— Excerpt provided —
-*-*-
Branden Steineckert (born April 21, 1978) is the drummer for the punk rock band Rancid and a founding member and  previous drummer of the Used.

Biography 
Steineckert is an avid soccer fan and supporter of Real Salt Lake, a Major League Soccer (MLS) club based in Sandy, Utah. He is a season ticket holder and writer of the official team chant 'Believe'.

Branden was born in Pocatello, Idaho, and was raised in a Mormon family which moved more than twenty times during his youth. He picked up skateboarding at an early age because his friends skated. When Branden was 11 years old, his father, Neil Steineckert, died by suicide, so he picked up drumming as a way to release his anger and to relieve him of his troubles.

Branden learned to play the drums because his late father had played drums at around his age. He was a founding member of Strange Itch, a band that would later become The Used, and would go on to achieve success, earning a platinum and gold album.

When asked in an interview what he would be doing if he were not a musician, he stated he would be "skateboarding".

On November 3, 2006, it was announced that Steineckert would be playing drums for Rancid until the end of their tour. He replaced their drummer of 15 years, Brett Reed. On the tour, Rancid members stated that Steineckert would be a permanent addition to the band (also noted on the official Used fansite). In the August 2009 issue of DRUM! Magazine, Steineckert commented on how quickly things moved as soon as he began to play with Rancid: "It was nuts. My first show, I was playing songs I'd never played even on a drum set, in front of 2,500 kids in England." Branden's first recording with the band was their 2009 album Let the Dominoes Fall, although it had been in the writing process since 2005, a year before he joined. He also appeared on their eighth album Honor Is All We Know, which was released on October 27, 2014.

In late 2010 Steineckert filled in for Goldfinger's drummer (Darrin Pfeiffer) for a few West Coast shows due to prior arrangements.
-*-*-
— Task a —
Tally the lines in the entries that contain the string "wooden", with case counting. Give only the number.
-*-*-
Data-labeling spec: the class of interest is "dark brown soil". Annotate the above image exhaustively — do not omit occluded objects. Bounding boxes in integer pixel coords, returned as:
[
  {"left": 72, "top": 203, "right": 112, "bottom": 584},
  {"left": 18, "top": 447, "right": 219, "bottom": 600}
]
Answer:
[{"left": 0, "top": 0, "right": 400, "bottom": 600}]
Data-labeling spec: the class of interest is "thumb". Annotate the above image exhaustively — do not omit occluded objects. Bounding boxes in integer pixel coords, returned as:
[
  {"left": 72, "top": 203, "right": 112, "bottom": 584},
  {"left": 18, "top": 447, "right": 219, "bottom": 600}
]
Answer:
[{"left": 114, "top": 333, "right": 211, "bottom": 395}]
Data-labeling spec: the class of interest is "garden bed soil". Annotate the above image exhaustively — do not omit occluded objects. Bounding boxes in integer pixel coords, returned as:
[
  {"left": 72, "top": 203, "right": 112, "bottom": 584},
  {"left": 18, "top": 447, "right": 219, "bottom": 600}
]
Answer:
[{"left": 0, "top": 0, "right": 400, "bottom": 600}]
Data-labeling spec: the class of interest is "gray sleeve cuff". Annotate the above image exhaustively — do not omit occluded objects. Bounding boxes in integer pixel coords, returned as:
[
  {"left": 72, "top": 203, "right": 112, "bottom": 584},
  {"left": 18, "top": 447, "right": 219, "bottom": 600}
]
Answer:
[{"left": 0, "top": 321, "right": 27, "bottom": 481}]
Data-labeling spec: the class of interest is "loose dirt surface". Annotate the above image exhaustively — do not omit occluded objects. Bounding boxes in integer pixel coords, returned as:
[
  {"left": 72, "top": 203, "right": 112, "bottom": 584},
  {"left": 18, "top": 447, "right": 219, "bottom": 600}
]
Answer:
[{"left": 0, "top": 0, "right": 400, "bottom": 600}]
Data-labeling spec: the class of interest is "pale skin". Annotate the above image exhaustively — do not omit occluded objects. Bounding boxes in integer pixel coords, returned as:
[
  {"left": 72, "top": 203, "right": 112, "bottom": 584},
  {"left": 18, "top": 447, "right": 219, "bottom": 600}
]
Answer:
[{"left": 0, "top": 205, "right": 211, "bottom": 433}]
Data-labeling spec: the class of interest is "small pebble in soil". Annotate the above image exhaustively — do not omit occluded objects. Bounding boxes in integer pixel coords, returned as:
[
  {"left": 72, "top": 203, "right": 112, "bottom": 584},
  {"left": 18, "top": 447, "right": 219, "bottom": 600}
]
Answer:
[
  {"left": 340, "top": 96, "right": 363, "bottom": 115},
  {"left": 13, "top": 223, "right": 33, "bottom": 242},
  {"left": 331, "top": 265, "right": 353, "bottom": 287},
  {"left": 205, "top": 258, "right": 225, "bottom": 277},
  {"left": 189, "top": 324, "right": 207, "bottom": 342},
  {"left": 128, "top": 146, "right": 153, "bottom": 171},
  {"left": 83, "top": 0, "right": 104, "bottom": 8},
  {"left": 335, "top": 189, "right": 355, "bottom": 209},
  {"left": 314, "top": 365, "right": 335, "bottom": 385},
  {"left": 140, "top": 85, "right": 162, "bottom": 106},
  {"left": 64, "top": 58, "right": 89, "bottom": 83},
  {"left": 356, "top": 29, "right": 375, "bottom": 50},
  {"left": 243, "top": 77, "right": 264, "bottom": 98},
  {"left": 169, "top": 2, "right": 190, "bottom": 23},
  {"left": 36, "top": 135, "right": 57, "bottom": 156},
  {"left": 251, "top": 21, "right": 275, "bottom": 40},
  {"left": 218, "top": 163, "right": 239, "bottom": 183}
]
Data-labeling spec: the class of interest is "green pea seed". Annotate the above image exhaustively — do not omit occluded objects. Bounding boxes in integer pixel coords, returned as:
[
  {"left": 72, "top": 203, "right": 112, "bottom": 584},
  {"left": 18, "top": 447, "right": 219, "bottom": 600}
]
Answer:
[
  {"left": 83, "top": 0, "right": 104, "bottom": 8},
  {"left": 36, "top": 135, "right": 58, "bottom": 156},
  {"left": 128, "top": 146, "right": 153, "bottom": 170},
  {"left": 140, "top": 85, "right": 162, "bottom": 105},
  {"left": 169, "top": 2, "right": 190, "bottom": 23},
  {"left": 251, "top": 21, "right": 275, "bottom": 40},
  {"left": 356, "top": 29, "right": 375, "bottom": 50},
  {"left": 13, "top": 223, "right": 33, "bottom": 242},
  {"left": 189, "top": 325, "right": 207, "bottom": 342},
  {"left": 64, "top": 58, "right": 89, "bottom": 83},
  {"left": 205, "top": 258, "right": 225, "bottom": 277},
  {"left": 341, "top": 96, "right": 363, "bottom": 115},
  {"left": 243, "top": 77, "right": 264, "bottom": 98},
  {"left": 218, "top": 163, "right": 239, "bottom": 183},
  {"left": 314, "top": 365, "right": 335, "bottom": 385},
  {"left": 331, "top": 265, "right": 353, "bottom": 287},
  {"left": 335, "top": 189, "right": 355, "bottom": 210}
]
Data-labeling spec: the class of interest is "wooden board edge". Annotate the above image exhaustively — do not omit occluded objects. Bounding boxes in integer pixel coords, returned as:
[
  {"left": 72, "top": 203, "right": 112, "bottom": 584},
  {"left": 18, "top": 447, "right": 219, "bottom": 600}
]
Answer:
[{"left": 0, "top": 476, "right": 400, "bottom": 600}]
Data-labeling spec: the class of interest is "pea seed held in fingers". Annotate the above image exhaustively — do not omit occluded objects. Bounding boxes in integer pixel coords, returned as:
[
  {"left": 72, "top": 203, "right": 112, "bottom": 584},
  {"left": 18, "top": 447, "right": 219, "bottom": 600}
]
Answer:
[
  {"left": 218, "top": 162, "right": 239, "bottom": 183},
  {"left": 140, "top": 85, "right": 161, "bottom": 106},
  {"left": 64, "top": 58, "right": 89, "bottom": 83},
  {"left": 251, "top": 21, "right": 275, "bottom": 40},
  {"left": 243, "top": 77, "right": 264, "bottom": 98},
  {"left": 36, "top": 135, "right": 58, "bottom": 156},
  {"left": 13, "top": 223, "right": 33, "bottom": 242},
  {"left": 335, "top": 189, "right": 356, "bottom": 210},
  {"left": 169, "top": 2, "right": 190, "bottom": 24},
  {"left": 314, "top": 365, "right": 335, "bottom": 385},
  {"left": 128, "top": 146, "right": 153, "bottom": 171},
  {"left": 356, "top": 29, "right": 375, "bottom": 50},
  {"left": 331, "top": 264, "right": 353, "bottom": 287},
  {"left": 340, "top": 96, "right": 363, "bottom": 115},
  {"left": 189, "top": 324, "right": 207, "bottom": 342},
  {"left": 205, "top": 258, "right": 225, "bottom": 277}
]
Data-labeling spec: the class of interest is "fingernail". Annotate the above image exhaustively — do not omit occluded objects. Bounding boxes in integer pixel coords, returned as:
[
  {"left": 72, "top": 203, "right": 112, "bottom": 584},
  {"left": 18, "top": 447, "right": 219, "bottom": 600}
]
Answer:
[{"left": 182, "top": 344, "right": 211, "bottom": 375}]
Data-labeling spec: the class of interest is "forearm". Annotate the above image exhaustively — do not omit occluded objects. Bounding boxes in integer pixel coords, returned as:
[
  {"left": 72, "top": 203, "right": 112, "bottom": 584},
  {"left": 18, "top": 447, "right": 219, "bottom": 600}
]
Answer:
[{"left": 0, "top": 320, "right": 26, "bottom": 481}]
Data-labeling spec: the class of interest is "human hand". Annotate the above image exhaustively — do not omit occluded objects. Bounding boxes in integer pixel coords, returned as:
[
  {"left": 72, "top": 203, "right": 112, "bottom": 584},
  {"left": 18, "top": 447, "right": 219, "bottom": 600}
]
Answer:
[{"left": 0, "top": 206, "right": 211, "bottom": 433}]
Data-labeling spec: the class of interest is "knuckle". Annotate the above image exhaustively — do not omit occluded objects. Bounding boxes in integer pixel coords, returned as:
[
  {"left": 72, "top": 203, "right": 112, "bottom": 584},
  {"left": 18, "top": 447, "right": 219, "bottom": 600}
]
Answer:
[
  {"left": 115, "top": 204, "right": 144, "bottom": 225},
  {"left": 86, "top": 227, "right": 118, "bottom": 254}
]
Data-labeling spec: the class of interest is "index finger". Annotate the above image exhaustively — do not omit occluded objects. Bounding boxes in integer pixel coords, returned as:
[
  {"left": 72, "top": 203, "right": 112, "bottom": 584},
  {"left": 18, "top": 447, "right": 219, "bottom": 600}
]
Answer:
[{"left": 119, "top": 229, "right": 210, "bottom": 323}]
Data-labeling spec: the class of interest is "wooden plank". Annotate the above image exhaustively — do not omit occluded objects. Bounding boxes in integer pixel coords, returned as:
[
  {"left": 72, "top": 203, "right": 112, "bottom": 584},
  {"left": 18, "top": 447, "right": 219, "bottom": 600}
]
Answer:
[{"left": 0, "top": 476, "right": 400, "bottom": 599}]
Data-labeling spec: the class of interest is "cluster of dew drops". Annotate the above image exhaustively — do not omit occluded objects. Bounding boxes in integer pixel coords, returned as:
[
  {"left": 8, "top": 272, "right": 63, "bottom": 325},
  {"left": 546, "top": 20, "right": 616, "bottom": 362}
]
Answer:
-*-*-
— Task b —
According to the Branden Steineckert biography, which drummer did he replace in Rancid?

— Right answer a —
2

— Right answer b —
Brett Reed, Rancid's drummer of 15 years.